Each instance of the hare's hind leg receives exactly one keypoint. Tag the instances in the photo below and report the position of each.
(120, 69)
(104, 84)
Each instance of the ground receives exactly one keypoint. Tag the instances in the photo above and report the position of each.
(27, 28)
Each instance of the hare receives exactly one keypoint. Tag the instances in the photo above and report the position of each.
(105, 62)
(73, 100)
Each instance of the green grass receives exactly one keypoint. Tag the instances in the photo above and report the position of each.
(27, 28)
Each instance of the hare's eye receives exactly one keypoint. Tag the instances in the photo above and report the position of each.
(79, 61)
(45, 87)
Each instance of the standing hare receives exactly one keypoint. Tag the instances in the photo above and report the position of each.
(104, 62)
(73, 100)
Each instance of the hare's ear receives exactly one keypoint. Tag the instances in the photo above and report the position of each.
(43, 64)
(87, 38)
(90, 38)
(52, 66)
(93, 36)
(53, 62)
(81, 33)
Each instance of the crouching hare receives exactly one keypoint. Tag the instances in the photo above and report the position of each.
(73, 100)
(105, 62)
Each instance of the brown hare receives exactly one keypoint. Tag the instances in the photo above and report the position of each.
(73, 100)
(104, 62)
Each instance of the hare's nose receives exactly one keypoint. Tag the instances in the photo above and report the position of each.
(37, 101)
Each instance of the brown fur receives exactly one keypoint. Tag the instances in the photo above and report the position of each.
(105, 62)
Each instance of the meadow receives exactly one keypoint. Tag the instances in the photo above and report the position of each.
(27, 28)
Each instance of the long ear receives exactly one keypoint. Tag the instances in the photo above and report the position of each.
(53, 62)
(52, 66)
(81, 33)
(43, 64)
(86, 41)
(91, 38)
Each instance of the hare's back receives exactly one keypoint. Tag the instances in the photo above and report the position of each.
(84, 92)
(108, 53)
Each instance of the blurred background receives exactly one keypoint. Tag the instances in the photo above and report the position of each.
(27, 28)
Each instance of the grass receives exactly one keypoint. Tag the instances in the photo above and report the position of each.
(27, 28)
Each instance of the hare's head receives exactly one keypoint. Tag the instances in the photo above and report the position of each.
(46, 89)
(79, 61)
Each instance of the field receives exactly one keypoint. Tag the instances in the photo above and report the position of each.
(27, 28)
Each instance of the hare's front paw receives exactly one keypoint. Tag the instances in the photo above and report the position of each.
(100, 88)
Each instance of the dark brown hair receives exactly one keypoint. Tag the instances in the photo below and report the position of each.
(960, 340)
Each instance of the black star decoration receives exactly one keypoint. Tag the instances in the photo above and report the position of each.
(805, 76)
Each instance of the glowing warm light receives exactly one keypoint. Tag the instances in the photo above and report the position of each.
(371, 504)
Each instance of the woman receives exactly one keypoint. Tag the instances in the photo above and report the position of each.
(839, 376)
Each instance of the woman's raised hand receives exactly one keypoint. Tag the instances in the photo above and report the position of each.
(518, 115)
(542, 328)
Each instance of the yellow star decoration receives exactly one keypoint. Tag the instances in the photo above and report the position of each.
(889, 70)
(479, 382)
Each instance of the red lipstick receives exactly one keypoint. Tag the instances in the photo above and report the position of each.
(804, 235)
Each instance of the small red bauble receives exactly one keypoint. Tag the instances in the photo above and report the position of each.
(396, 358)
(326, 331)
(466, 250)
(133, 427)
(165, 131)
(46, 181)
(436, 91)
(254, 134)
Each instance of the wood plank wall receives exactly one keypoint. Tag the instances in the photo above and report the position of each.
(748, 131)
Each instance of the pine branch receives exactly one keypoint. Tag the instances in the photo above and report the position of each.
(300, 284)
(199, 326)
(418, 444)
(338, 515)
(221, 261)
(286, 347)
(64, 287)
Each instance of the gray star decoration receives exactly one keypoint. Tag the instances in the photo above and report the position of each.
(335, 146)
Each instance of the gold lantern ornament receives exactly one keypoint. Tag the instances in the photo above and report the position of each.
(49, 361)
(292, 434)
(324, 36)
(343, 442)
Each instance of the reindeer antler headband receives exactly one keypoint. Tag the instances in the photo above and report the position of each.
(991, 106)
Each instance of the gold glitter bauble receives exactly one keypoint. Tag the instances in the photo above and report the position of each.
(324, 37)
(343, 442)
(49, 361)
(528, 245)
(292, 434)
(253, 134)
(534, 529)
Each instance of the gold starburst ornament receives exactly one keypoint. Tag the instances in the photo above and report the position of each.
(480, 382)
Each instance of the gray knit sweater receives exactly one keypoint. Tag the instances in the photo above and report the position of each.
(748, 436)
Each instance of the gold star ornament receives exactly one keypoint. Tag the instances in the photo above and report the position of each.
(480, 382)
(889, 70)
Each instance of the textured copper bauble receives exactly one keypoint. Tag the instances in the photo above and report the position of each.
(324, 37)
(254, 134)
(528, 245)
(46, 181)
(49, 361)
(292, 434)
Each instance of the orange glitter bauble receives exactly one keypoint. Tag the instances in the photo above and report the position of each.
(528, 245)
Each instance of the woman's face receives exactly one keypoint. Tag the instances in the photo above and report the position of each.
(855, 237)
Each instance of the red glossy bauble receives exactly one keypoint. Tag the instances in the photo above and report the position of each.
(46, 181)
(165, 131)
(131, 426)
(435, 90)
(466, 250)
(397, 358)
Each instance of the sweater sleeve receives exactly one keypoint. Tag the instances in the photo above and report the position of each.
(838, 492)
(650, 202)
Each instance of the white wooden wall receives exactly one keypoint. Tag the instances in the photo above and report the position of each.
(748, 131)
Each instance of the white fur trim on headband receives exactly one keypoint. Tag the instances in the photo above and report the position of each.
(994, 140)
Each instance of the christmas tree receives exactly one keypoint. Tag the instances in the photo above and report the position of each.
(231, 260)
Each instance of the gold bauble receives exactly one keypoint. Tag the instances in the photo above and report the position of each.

▶ _PROBLEM DESCRIPTION_: Rewrite all of the items above so that "keypoint" becomes "marker" wherever it appears, with nothing else changed.

▶ _TASK RESULT_:
Each instance of the hare's hind leg receives exactly one marker. Tag the instances in the photo below and report the position of each.
(120, 69)
(104, 84)
Each instance of the ground receives exactly one marker. Tag the instances in the photo above and report the position of each.
(27, 28)
Each instance of the hare receives exactly one marker. Tag the instances in the photo above and report the position of each.
(105, 62)
(73, 100)
Each instance of the green grass receives exactly one marker. Tag the instances in the photo above and report the position of each.
(27, 28)
Each instance of the hare's eye receives exactly one marker. Tag the instances in the photo above and report the position of each.
(79, 61)
(45, 87)
Each instance of the standing hare receives exactly one marker. Tag the instances in the photo above and report the position of each.
(104, 62)
(73, 100)
Each instance of the hare's ear receives exactly one marker. Tag the instances in the photo above and report the position of each.
(43, 64)
(87, 38)
(90, 38)
(52, 66)
(93, 36)
(53, 62)
(81, 33)
Each instance of the crouching hare receives exactly one marker. Tag the instances in the photo above and report the position of each.
(73, 100)
(105, 62)
Each instance of the brown hare receives exactly one marker. Tag the instances in the photo above and report the position of each.
(73, 100)
(104, 62)
Each instance of the hare's nose receives exactly one marker. Tag the instances in the photo above and report the position of each.
(37, 101)
Each instance of the brown fur receives exactly one marker. Tag the instances in the photo above and report the position of each.
(105, 62)
Each instance of the meadow receives exactly one marker. Tag the instances in the photo above and report the position of each.
(27, 28)
Each instance of the long ear receives exactly one marker. Tag the instances in the photo above and report the position of each.
(53, 62)
(52, 66)
(81, 33)
(43, 64)
(86, 41)
(91, 38)
Each instance of the hare's back receives exactly one marker. Tag the instances in the photo above and report the position of each.
(84, 92)
(108, 53)
Each instance of the blurred background receives exactly one marker. Tag the instances in the photo above and report the position of each.
(27, 28)
Each instance of the grass receives exactly one marker. Tag the instances in the photo above and report the position of each.
(27, 28)
Each instance of the hare's head receives exactly one marker. Tag the instances in the photo above and report the position of each.
(46, 89)
(79, 61)
Each instance of the field receives exactly one marker. Tag the instances in the photo above and report the position of each.
(27, 28)
Each instance of the hare's front paw receives exactly one marker. Tag the instances in the photo above and report the position of each.
(100, 88)
Each instance of the dark brown hair receives exactly one marker. Tag the instances in the photo below and report the position of each.
(960, 340)
Each instance of the black star decoration receives exactly one marker. Tag the instances in the photo above and report the position of each.
(805, 76)
Each instance of the glowing warm light receives exactly one marker. Tag the instances in the photo above and report the position of each.
(371, 504)
Each instance of the woman receives exactly one marker. Tag the instances in the photo above and report the position of each.
(839, 376)
Each instance of the woman's raised hand receives exactly one marker. Tag the instances in the photo above and report the position of each.
(518, 115)
(542, 328)
Each instance of the yellow star decoration receives exactly one marker. Tag the instances in the photo above and report the position of each.
(889, 70)
(479, 382)
Each instance of the red lipstick receives exactly one marker. Tag the instances in the photo above and report the position of each.
(804, 235)
Each instance of the small red bauble receives exactly one marker. Tag the instances in the photo above and report the position of each.
(396, 358)
(326, 331)
(466, 250)
(133, 427)
(165, 131)
(46, 181)
(436, 91)
(254, 134)
Each instance of the wood plank wall receives exactly one marker. Tag the instances in the photo above and report the position of each.
(748, 131)
Each instance of the pine branch receives exactly one marker. Tag the instances in the photo above and report the position of each.
(300, 284)
(199, 326)
(418, 444)
(338, 515)
(221, 261)
(286, 347)
(64, 287)
Each instance of the gray star decoration receives exactly one marker. Tag the instances in the photo above and report the position of each.
(335, 146)
Each instance of the gold lantern ornament receives exactly one marker. Tag the instances in the photo above and report the position of each.
(49, 361)
(292, 434)
(324, 36)
(343, 442)
Each instance of the reindeer antler headband receives exactly one marker. Tag the instances in the photo above and report the position of each.
(991, 106)
Each instance of the gold glitter bauble receives exactly one marker. Tag the instances in the photo above and report the position of each.
(324, 37)
(343, 442)
(49, 361)
(528, 245)
(292, 434)
(253, 134)
(534, 529)
Each instance of the gold starburst ornament receives exactly one marker. Tag the instances in the photo above and report the position of each.
(480, 382)
Each instance of the gray knit sweater receives exactly one marker. Tag the instances in the photo above and report the position of each.
(748, 436)
Each instance of the gold star ornament receives exactly one marker. Tag the instances in the photo above and report the position of each.
(480, 382)
(889, 70)
Each instance of the textured copper bauble receives exactly one marker. Tag the instances in the photo above and report the position of each.
(324, 37)
(254, 134)
(528, 245)
(46, 181)
(49, 361)
(292, 434)
Each instance of the orange glitter bauble receives exactly one marker. Tag the instances in the photo above and report the position of each.
(528, 245)
Each instance of the woman's face receives exactly one marker. Tag the instances in the photo above and report the position of each.
(855, 237)
Each instance of the red glossy bauble receives exactly one marker. Tag the instances in the photo above and report the position of each.
(46, 181)
(165, 131)
(131, 426)
(435, 90)
(466, 250)
(397, 358)
Each instance of the sweater sleeve receives exactly one marker. Tag the instances in the photo above and report the position of each.
(838, 492)
(650, 202)
Each instance of the white wooden wall receives exactly one marker. Tag the instances in the photo above and report the position of each.
(748, 131)
Each instance of the white fur trim on headband receives exactly one marker. Tag the instances in the photo above and report the position of each.
(994, 140)
Each instance of the christmas tree receives exactly one marker. Tag the instances in the photo above and report the position of each.
(231, 260)
Each instance of the gold bauble receives exactly one marker. Tag the instances in the photo above and report the position of each.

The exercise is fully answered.